(WHAT IS REQUIRED):
Rescale the lines of the listing below that run between the line holding "is: lace cuff" and the line holding "[317,348,363,398]", inclusive. Write out all of them, requests included, with each bounding-box coordinate in the answers multiplied by 0.45 and rounded to a whole number (halves up), and give only those lines.

(RECORDS PROVIDED):
★ ★ ★ ★ ★ ★ ★
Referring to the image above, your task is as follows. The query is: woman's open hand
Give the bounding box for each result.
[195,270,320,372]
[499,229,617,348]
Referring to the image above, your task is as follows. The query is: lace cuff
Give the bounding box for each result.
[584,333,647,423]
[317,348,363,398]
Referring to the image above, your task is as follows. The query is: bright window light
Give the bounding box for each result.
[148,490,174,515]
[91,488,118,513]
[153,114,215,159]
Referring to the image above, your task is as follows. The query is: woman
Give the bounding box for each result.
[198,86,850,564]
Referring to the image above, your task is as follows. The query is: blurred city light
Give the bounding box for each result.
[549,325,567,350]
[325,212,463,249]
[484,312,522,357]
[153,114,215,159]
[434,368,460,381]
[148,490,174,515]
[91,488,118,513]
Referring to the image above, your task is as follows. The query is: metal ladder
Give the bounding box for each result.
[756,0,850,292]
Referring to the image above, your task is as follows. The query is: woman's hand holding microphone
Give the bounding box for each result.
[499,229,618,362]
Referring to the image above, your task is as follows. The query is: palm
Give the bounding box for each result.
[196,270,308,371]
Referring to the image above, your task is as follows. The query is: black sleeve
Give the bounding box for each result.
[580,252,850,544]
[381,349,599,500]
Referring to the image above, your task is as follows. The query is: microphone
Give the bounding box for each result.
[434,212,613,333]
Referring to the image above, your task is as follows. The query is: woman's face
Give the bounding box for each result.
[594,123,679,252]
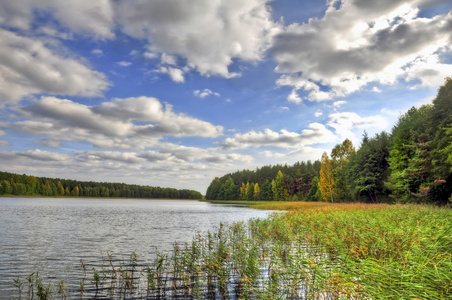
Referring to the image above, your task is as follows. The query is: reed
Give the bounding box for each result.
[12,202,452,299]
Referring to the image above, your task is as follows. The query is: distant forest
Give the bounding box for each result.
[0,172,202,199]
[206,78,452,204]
★ ★ ★ ★ ★ ★ ★
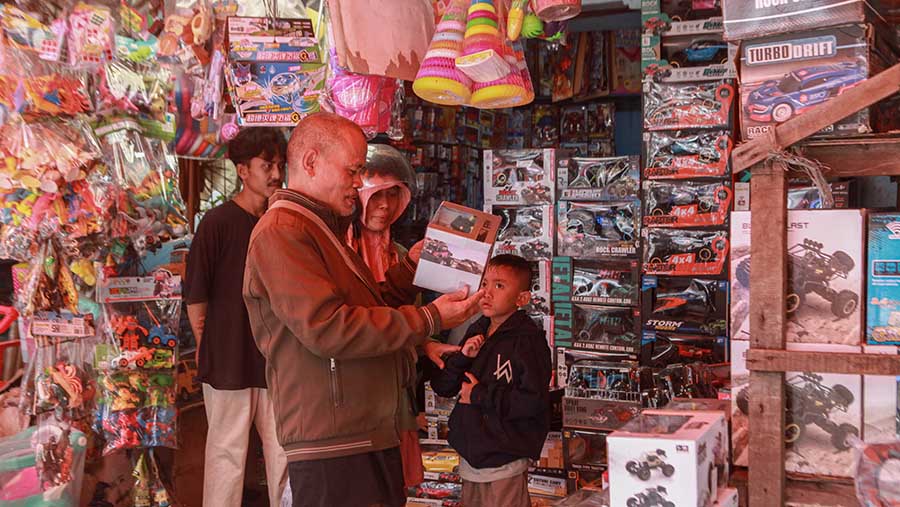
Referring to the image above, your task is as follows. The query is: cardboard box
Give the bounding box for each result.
★ ★ ★ ★ ★ ★ ★
(WORKED ANSWER):
Referring to the image above, your task is as follows. The query is: lace cuff
Give the bounding box for each result.
[263,150,291,190]
[143,157,163,179]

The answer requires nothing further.